» **What is asked**
Please scale the part that opens with the line containing "Using the labeling tool, outline every chestnut-sided" and runs through the end of the data. Repeat each of those lines, keeping the wording unchanged but multiplying every bounding-box coordinate in the answers by 2.05 and rounding to whole numbers, with halves rounded up.

(A block of data)
:::

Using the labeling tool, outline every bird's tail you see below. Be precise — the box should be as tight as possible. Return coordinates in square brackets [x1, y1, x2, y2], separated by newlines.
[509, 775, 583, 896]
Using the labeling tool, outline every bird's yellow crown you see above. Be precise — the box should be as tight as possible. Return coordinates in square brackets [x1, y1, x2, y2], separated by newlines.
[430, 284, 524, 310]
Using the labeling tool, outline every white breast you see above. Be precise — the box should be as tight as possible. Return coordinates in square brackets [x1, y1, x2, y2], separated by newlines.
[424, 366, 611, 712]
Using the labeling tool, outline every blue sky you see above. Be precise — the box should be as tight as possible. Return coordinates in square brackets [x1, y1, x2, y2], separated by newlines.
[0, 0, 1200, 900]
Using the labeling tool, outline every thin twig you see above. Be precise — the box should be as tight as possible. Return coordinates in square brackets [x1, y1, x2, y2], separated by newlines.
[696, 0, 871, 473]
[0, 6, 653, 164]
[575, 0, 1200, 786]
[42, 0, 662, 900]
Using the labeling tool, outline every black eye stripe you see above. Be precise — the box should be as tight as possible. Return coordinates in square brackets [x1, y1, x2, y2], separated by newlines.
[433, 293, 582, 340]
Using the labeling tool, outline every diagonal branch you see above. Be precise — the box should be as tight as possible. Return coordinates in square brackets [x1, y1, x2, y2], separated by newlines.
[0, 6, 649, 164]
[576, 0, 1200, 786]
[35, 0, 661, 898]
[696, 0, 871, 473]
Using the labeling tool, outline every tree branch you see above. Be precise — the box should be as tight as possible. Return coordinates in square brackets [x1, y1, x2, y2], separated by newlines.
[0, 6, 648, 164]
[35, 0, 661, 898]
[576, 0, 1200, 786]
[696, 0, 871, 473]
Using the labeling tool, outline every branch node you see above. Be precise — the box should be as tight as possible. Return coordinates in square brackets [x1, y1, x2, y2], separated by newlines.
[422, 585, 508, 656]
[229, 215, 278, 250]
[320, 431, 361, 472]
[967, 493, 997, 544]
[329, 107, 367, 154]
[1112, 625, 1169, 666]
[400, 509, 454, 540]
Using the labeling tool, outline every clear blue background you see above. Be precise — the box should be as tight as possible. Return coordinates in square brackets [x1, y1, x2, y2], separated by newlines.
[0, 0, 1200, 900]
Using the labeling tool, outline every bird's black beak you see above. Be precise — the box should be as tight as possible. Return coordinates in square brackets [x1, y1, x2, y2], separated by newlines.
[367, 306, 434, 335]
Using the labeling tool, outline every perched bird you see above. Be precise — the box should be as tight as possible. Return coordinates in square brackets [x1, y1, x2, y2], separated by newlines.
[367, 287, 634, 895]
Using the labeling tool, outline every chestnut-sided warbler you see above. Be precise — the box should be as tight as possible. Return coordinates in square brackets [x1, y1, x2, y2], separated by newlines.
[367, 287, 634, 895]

:::

» **Response to the exercise**
Using the labeling tool, outline every chestnut-sided warbler you see above. Be precise — the box should be as tight as possible. Return coordinates in square brackets [x1, y1, x2, y2], separated by newlines.
[752, 588, 1300, 1835]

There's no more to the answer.